What you need to do:
**A)** Judge whether each statement agrees with the product strategy excerpt, answering yes or no and quoting the words of the excerpt that decide it: (i) mapping your community journey is meant to recognize the gaps; (ii) Product Strategy is the first step of the methodology; (iii) you must have every product and step thought through.
**B)** Pick up the product strategy excerpt after its final sentence and keep writing it in the same style.

Excerpt to read:
::::::::::

#40 Prioritize The Gap

The purpose of mapping your community journey is to recognize the gaps. The gaps help you identify and prioritize your product strategy.

If you're focusing a ton of energy into growing an audience, but you don't have a strong journey to send them through, then you're wasting time and energy.

That doesn't mean you have to have every product and step thought through, but ideally you have some way to connect your new community members to a paid product.

The methodology I teach helps you identify which products to build and focus your energy on so that you aren't making those "Broke Ass Decisions". The steps:

  1. Scrappy Research

  2. Community Journey Map

  3. Product Strategy

  4. Develop & Test Products

  5. *repeat*

Three reasons to create a product strategy

01 Prioritize With Purpose

Product strategies help you prioritize your initiatives and product ideas objectively.

You have a ton of brilliant ideas... but without a clear strategy, it's like trying to juggle too many balls at once.

By prioritizing strategically, you can focus on the most impactful ideas that align with your long-term goals.

02 See The Big Picture

A product strategy enables you to take a step back, look at the macro view of your business, and identify the gaps in your community journey.

::::::::::

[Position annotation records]

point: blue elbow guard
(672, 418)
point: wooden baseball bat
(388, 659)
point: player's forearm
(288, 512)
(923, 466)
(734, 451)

::::::::::

Solved problems:
**A)**
(i) Yes: "The purpose of mapping your community journey is to recognize the gaps."
(ii) No: "1. Scrappy Research"
(iii) No: "That doesn't mean you have to have every product and step thought through"

**B)**
Maybe there's an opportunity to enhance the onboarding experience or add a product later in the journey.

It will help you better serve your customers, increasing your retention & LTV ($$$$$$).

03 Fuel Your Marketing Calendar

Product strategies aren't just about developing amazing products... they play a vital role in creating a marketing calendar.

With a clear product strategy, you can align your marketing efforts with your product roadmap to crush your revenue goals.

The #1 Marketing Mistake

Founders often jump straight to the marketing calendar and let that guide what products to develop... working backwards from cash injections.

That's backwards – we need to let our product strategies guide our marketing calendars to build a sustainable business that serves customers longer.

I use this same process with clients at both small and large brands. The only thing that changes is the scale... so as you watch it, think about the scale of your business and where you might "zoom your map" to.

In this video I share how to use your journey map to identify which products to focus on when, and then align that to your annual marketing calendar.

If you're new here and want to learn more about the scrappy research that fueled my community journey map, watch this video.

If you loved this, you’ll love the free newsletter.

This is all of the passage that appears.